• DATASET RECORDS
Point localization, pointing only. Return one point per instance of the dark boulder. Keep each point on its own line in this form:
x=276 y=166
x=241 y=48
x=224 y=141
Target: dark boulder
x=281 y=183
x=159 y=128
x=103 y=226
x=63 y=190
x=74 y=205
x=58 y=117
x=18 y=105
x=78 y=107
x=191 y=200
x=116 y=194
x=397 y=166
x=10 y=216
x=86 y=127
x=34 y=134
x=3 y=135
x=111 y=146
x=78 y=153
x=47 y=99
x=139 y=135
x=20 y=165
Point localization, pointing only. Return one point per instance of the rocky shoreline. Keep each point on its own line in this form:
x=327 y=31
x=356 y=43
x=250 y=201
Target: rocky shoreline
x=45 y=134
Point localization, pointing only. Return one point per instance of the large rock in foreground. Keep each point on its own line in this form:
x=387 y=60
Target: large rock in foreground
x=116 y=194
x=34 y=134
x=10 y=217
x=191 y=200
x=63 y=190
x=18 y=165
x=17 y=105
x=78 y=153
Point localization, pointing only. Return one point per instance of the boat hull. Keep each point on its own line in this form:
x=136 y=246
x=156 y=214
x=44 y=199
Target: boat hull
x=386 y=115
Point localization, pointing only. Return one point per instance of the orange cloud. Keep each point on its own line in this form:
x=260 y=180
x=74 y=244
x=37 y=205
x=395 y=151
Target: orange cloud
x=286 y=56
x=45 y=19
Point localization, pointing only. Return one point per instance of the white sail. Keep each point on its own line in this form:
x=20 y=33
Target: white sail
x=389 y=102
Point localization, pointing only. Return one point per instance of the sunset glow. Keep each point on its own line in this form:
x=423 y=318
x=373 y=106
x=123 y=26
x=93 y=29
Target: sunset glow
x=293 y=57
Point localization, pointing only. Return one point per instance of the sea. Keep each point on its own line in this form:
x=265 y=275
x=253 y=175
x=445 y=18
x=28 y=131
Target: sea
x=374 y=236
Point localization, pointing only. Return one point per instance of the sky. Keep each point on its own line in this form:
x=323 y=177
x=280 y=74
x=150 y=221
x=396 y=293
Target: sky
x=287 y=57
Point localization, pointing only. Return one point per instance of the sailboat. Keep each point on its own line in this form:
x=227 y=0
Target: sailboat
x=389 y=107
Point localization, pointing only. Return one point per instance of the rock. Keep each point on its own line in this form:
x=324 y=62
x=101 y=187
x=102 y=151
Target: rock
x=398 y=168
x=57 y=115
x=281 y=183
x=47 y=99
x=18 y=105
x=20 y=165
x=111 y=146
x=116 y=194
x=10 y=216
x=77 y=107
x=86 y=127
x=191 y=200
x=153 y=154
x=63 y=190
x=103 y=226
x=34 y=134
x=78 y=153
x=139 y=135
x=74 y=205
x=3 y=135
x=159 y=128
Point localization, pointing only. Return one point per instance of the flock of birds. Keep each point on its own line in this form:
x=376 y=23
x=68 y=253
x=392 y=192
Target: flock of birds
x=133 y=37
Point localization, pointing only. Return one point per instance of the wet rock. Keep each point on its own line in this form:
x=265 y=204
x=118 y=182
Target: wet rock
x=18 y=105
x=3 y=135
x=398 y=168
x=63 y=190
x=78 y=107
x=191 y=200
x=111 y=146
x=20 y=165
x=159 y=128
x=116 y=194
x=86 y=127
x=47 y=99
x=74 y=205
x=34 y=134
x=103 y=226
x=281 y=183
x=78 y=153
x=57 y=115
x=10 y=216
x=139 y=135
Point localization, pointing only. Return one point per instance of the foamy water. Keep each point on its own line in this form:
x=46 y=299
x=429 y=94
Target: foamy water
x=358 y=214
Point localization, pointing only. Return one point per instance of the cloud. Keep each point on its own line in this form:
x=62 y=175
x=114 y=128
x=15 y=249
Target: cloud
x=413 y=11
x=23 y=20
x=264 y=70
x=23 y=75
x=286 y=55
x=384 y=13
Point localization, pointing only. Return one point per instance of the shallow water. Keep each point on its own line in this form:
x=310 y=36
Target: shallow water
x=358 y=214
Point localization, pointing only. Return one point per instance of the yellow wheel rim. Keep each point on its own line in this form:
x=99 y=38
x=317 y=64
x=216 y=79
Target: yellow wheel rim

• WHAT YOU ARE ASKED TO DO
Read the material above and copy out each line holding "wheel".

• ANSWER AREA
Point localization, pointing only. Return one point per instance of the yellow wheel rim. Keep each point on its own line in this form:
Target: yellow wheel rim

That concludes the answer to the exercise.